* READING TEXT
===============
By: Dr. Hananel Holzer, attending physician, McGill Reproductive Centre

Malignant diseases are still common but thanks to the tremendous efforts made by researchers and physicians survival rates continue to rapidly increase. Recent estimates indicate that 1 in 250 people are a cancer survivor but treatments such as chemotherapy, radiotherapy and surgery can be detrimental to the fertility of a cancer survivor. Modern treatment protocols take this into consideration by trying to protect the future fertility of a patient but many survivors continue to suffer from premature gonadal failure immediately after treatments or later on in life, at a faster rate than would be expected without such treatments.

Assisted Reproductive Technologies (ART) have made major advances in the last few decades. These developments provide oncology patients more options for preserving their fertility and fertility potential. Unfortunately information transmission is not ideal. Currently, the oncologists who represent first-line specialists in treating patients with fertility issues may not be aware of advancements in ART that can enable a patient to preserve his or her fertility potential.

The main objective of the Cancer Knowledge Network’s oncofertility section is to build a bridge between the oncology and ART disciplines, which itself has become a new sub-speciality known as “oncofertility”.

Several options exist today to assist in the preservation of fertility. These options should be tailored according to a patient’s:

  • Age;
  • Type of disease;
  • Spread of disease;
  • Planned treatment;
  • Time available; and
  • Whether or not a female patient has a partner.

The CKN oncofertility section will discuss the principles of fertility preservation while providing up-to-date information in this ever-evolving field.
===============
* INFORMATION
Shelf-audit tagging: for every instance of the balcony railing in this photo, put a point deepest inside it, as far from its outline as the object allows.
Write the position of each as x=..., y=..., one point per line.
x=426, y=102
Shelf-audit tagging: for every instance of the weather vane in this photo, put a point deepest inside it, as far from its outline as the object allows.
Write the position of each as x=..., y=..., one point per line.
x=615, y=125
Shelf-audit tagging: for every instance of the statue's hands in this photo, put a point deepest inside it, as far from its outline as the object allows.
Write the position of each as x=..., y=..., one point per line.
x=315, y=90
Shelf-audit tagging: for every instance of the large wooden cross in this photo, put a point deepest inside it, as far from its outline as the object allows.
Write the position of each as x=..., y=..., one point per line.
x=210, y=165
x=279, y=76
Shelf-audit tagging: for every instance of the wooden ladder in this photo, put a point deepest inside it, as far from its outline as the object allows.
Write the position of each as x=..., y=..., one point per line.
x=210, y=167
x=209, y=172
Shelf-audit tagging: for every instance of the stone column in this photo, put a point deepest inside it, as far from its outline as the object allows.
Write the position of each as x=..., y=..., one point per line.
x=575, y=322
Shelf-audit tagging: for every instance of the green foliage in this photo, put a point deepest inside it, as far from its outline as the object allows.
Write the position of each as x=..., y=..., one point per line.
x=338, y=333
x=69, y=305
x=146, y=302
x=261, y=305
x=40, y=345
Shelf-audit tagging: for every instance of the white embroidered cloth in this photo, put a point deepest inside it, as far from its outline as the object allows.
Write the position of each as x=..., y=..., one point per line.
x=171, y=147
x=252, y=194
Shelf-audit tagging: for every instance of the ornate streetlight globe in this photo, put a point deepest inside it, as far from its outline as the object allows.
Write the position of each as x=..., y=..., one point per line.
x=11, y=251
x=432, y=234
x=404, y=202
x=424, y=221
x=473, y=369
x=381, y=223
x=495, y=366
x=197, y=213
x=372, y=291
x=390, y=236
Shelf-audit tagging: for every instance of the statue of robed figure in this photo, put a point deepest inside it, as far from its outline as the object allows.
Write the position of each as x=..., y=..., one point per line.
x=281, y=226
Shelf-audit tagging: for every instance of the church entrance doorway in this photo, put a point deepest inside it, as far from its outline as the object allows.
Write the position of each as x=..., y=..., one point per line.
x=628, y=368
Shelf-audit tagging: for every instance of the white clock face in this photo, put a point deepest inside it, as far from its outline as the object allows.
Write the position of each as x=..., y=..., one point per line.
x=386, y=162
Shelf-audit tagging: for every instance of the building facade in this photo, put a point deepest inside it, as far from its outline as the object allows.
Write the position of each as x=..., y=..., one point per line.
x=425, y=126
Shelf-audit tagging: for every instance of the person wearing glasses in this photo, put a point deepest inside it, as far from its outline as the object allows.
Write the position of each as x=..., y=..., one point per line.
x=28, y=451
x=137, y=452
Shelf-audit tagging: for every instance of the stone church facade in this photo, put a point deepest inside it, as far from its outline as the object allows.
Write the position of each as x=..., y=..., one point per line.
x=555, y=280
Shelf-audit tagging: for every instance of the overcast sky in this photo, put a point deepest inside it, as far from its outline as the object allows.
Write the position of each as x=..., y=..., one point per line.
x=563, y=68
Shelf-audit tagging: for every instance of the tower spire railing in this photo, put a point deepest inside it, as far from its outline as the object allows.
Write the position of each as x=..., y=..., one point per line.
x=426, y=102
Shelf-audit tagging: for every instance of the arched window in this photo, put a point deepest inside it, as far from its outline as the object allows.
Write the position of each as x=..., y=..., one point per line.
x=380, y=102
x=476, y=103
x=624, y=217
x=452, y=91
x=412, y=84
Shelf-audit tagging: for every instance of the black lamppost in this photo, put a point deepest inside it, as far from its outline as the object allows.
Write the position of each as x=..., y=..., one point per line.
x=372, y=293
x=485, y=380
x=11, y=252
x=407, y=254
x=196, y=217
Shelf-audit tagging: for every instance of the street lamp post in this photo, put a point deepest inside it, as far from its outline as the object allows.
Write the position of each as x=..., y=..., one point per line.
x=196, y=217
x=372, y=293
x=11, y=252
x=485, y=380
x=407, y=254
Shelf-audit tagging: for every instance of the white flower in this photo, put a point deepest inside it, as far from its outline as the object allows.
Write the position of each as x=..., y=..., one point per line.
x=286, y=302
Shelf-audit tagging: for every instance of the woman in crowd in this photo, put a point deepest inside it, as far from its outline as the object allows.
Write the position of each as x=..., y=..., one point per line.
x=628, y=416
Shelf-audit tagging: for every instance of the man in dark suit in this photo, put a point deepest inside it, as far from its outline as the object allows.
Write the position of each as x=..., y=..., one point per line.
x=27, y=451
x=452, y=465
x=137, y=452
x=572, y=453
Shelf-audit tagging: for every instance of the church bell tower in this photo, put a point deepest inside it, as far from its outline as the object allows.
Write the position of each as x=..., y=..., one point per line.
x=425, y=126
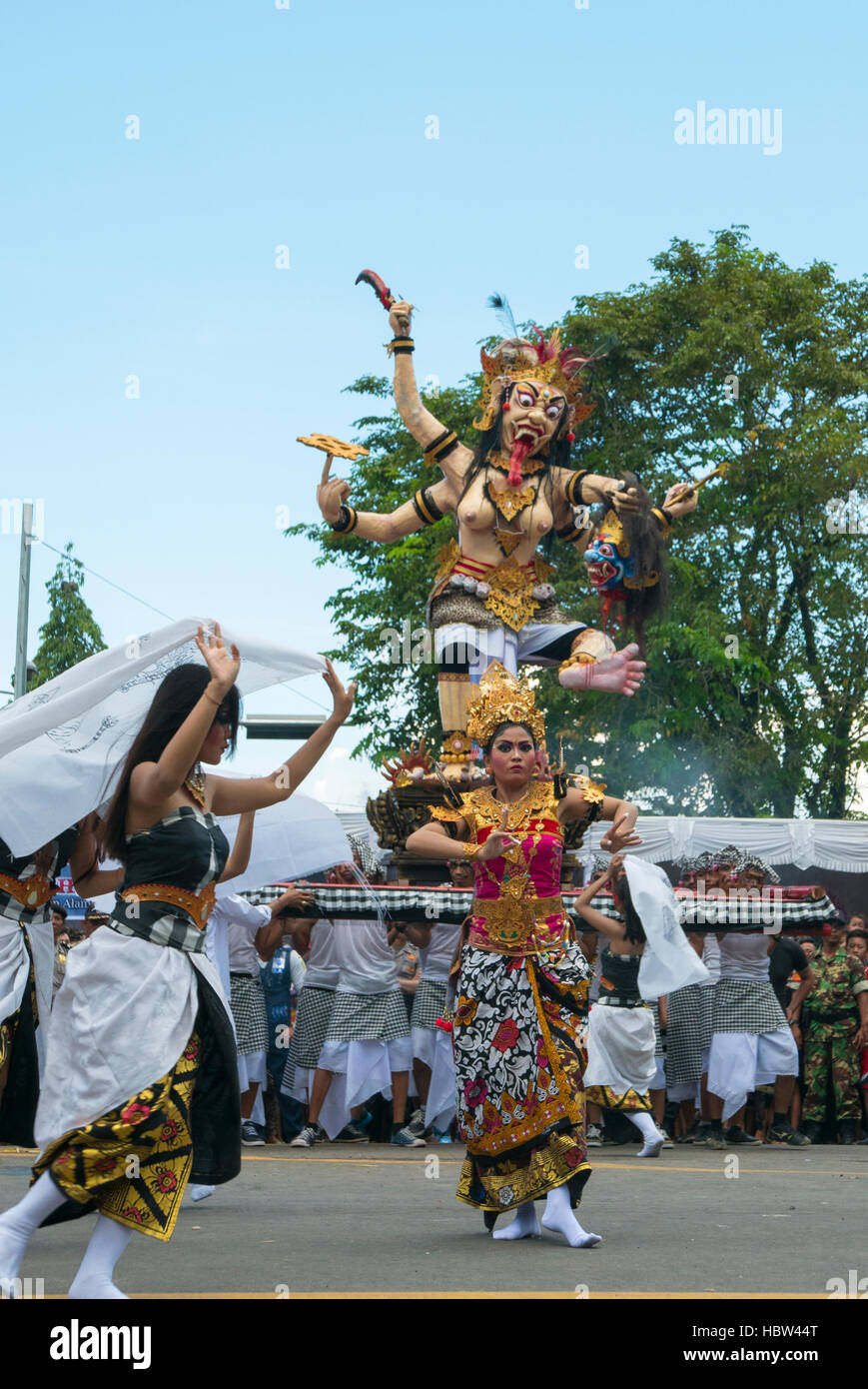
===============
* ACTIONS TO TAKE
1. According to the oncofertility text, what factors should fertility preservation options be tailored to?
2. Continue the oncofertility text from where it stops.

* RESPONSES FOR EACH TASK
1.
- Age
- Type of disease
- Spread of disease
- Planned treatment
- Time available
- Whether or not a female patient has a partner

2.
We are working in collaboration with the Oncofertility Consortium to showcase pertinent information available to specialists, residents and the other health care providers. We will strive to publish information in a format that appeals to cancer patients and their caregivers, such as:

  • Flowcharts for managing patients undergoing fertility preservation;
  • Studies/research from Canadian institutes that offer fertility preservation programs;
  • An interactive information system that will contain current clinical resources in Canada and will facilitate communication between users and the CKN;
  • A consultation module which would provide an immediate/close to real-time consultation service to physicians; and
  • A resource of up-to-date information for oncologists who are at the forefront of fertility treatments for cancer patients.

Since oncofertility is rapidly-evolving discipline and field of medicine, the information required by specialists may not differ much from that aimed at by residents. For that reason, we may combine the information we make available to residents and medical professionals. We may develop learning primers for residents and oncologist unfamiliar with this sub-speciality.

The CKN oncofertility section will encourage relevant stakeholders in the Canadian medical community and elsewhere to publish their research in the Current Oncology journal. I expect that the bridges built through the section will be fruitful and result in collaborative research projects.